Actions to take:
• 1. In the commentary on the Harvard admissions lawsuit, what did KBJ promise to do if confirmed?
• 2. Write the next few sentences of the commentary on the Harvard admissions lawsuit, picking up after its final sentence.

Excerpted passage:
KBJ’s promise was that if confirmed, as appears likely, she will recuse herself from the pending case where Harvard is being sued for discriminating in their admissions process against people who are not in her demographic of black women – specifically Asian men and women who tend to have great grades and admission test scores.

For the record, Harvard’s defense to that suit is that they discriminate against Asians not because they’re Asian, but because Asians have bad personalities. The Obama-appointed non-Asian trial court judge agreed that Asians have bad personalities and so did the non-Asian appeals court in Boston, and those judges are all real smart people with sparkling personalities.

Three billion non-non-Asians could not be reached for comment on the personality of Asians. I’m guessing that if asked whether it’s true that Asians have bad personalities, they’d probably just prove the point, and in a surly way accompanied by hand gestures.

Data shown:
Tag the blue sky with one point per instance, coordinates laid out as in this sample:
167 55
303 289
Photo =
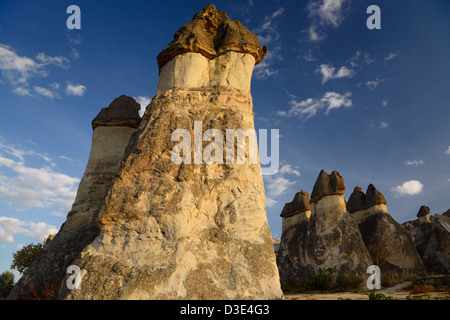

Answers:
• 1. She promised to recuse herself from the pending case in which Harvard is being sued for discriminating in its admissions process.

• 2.
KBJ’s promise to recuse herself is because she’s a member of a Harvard governing body with the vaguely ominous name “The Board of Overseers.” Harvard’s website informs us that this board established in 1642 (not 1619?) is “one of Harvard’s two governing boards … also known as the Corporation.” (But wait, I thought corporations are bad!)

I suspect they have a secret handshake, among other secret things.

As one of “The Overseers” in “The “Corporation” which presumably signed off on Harvard’s discrimination against Asians, KBJ would have a direct conflict of interest in deciding the case challenging that. Hence her commitment to recuse herself from that case.

If you’re impressed with KBJ’s commitment to recuse herself due to a conflict of interest, don’t be. There’s less here than meets the eye.

To overturn the trial court and appellate court, the Supreme Court would need a majority of the Justices participating in the decision. As mathematician Joe Biden can figure, a majority in the usual nine-person Supreme Court is five or more. This means that to overturn the appellate decision at least five Justices would have to rule against Harvard (and I think they will).

If KBJ recuses herself, then the number of participating Justices is no longer nine, but eight. But to overturn the trial court and the Boston appellate court, the Supreme Court would still need five Justices siding against Harvard.

That’s because when a Supreme Court decision is a tie, as could happen if KBJ recuses herself to reduce the number of Justices from nine to eight, the winner is deemed the winner in the appellate court – Harvard in this case.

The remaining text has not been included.